(Items from a dataset)
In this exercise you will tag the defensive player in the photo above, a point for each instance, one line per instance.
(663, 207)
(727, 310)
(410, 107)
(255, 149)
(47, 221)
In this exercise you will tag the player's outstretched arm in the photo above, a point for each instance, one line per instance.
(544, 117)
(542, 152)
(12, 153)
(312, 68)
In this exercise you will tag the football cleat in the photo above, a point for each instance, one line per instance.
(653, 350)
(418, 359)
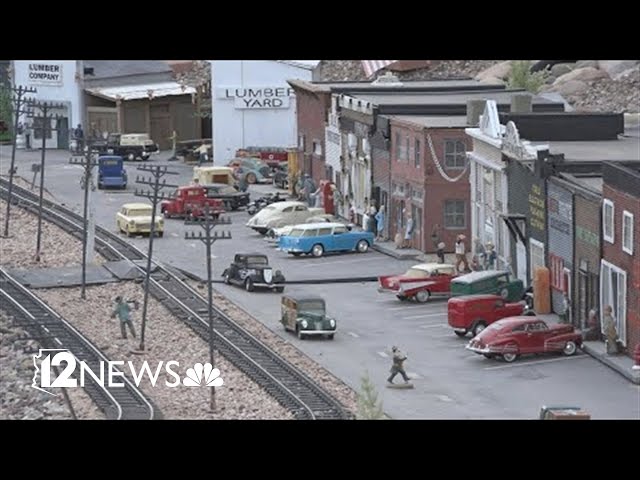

ASSIGNMENT
Without including any images, output the data exactly as given.

SOLUTION TO THIS TASK
In this exercise you will tag the defensive player in the photo above, a point for each instance, one line per instance.
(663, 207)
(727, 310)
(410, 107)
(255, 149)
(47, 221)
In this exercise you will tag the player's outstretched arm in the photo above, a point for each instance, one line per instance.
(544, 117)
(542, 152)
(12, 153)
(312, 68)
In this exercise you will tag the football cleat in the photo above, a point for each instance, one line per instance.
(653, 350)
(418, 359)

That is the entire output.